◆ Work order 1: In the report on climate change and agriculture, why does Barrett say it matters that these threads have been pulled together in a single place? Answer in one to three sentences.
◆ Work order 2: In the report on climate change and agriculture, how many previously published works does the review draw on?
◆ Work order 3: Continue the report on climate change and agriculture, starting right after its last sentence.

(Supplied passage)

Report: Climate change compounds agriculture’s environmental impact
Environmental harms from agriculture are likely to worsen with climate change, according to a comprehensive review published in the journal Science on September 6.
“Climate change is rapidly and significantly aggravating the environmental damages wrought by agricultural production,” said Chris Barrett, corresponding author of the paper and Stephen B. and Janice G. Ashley Professor of Applied Economics and Management in the Charles H. Dyson School of Applied Economics and Management at the Cornell SC Johnson College of Business.
The paper draws on 150 previously published works to explain how climate change and agriculture interact, linking changes in rainfall, soil erosion, pest outbreaks, carbon and nitrogen emissions from land clearing, energy-intensive irrigation, and more. These interactions compound and amplify negative environmental impacts.
“This is the first time these threads have been pulled together in a single place,” Barrett said. “That’s important to motivate some leaders to act.”

(End Supplied passage)
(Information)

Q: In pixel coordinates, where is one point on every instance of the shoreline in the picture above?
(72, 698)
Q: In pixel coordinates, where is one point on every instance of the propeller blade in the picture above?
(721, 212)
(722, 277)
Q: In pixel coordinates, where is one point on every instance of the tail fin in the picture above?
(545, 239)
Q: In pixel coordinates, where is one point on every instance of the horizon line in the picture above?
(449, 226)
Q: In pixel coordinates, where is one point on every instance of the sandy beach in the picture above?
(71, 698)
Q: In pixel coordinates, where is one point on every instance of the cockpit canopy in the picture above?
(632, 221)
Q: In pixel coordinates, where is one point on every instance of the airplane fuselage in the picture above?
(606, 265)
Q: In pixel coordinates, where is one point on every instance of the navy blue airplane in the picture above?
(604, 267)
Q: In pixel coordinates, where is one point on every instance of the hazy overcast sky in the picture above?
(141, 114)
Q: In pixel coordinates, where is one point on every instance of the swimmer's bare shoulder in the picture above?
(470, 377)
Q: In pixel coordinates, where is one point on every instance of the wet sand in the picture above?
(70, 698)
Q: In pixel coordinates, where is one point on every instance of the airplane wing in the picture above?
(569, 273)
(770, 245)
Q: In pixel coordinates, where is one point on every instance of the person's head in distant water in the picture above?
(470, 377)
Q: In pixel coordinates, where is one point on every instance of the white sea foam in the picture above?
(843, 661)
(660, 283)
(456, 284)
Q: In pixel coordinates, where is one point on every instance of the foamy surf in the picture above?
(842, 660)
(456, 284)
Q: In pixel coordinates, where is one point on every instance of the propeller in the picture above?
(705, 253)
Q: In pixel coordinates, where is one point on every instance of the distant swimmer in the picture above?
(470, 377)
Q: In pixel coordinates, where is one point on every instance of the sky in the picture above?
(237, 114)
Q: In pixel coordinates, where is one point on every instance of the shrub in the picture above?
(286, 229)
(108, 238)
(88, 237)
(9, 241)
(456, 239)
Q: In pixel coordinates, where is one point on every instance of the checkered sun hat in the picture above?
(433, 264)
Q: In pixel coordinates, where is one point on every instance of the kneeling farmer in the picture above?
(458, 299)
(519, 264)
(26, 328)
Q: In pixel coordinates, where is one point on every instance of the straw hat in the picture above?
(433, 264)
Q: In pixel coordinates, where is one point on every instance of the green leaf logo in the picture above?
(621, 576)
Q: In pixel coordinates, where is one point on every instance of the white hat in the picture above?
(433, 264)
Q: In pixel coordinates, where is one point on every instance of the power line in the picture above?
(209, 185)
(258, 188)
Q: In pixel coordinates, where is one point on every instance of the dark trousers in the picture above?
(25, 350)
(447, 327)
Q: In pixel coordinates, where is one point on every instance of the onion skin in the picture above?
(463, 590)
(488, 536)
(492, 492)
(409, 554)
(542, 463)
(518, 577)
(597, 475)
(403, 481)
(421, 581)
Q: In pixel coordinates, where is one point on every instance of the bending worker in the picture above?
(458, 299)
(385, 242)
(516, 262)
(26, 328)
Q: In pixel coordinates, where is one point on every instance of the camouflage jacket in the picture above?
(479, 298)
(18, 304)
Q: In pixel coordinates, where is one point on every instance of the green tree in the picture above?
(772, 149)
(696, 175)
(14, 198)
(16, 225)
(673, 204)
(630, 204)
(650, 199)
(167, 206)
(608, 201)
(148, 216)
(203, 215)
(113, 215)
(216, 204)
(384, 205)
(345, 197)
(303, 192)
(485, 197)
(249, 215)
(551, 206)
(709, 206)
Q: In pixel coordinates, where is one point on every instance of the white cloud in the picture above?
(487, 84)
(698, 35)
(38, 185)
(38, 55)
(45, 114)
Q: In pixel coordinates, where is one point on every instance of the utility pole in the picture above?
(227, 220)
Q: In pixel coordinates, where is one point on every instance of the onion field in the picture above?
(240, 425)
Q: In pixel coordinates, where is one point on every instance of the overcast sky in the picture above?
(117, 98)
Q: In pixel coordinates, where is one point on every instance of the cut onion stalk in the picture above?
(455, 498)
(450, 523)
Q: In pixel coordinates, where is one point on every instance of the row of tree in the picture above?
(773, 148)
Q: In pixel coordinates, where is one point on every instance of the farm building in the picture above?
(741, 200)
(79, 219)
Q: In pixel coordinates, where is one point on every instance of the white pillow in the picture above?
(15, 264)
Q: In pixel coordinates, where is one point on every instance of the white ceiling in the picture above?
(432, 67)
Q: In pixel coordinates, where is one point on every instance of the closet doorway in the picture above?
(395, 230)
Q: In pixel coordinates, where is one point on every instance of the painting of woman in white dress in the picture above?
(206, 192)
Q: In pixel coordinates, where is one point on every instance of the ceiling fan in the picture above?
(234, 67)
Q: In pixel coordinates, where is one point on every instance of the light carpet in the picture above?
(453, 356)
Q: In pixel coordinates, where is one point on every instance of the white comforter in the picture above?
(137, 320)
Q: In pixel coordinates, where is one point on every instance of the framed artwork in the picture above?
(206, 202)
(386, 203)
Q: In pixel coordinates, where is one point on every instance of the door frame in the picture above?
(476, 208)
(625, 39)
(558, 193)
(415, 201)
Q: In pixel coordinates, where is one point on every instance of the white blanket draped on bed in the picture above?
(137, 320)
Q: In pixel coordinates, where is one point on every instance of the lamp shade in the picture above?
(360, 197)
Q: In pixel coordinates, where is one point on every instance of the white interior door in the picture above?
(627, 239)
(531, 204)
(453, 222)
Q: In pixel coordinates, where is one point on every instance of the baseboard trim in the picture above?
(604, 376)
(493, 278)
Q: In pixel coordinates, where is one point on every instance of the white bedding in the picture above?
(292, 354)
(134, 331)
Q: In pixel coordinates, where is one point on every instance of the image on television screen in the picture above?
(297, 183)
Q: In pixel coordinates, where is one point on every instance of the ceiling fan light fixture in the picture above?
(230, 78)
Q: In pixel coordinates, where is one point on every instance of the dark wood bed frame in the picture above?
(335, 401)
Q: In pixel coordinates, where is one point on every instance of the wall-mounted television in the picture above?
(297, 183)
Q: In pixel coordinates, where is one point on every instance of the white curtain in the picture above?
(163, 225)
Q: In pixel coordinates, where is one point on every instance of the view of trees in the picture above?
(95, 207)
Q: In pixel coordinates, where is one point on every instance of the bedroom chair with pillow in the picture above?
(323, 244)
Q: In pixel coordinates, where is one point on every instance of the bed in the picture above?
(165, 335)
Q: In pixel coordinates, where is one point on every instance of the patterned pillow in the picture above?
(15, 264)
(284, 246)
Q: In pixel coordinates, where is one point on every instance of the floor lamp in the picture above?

(End Information)

◆ Your response 1: Barrett says this is the first time these threads have been gathered in one place, and that doing so is important to motivate some leaders to act.

◆ Your response 2: It draws on 150 previously published works.

◆ Your response 3:
Yi Yang of Chongqing University in China led the work along with numerous other scholars including Ariel Ortiz-Bobea, associate professor of applied economics and policy in the Dyson School, and Mario Herrero, professor in Cornell’s College of Agriculture and Life Sciences.
The world’s population is growing and becoming wealthier, the authors wrote, which increases the demands on agriculture to produce more food, animal feed, fiber, and biofuels. That leads to more greenhouse gas emissions, water scarcity, soil erosion, and chemical pollution.
Experts expect climate change will exacerbate most of these impacts. For example, when droughts reduce crop yields, farmers are often compelled to clear more land to increase production. Such actions add more greenhouse gases to the atmosphere, creating a “potentially powerful climate change-reinforcing feedback loop.”
“Seemingly distant issues may be interacting more than they appear,” said Ortiz-Bobea. By bringing diverse findings together and collaborating with experts across various fields, these potentially large feedback loops become visible beyond specialized research areas.
Despite major challenges, existing practices and technologies can improve sustainability, productivity, and climate resilience, the authors wrote.
“We have tools at the ready that can help meet the growing demand for food while mitigating agriculture’s environmental consequences—we just need to address the various obstacles to uptake of existing solutions,” Barrett said. “There are many promising innovations that are rapidly approaching field viability that just need reinforcement through R&D investments.”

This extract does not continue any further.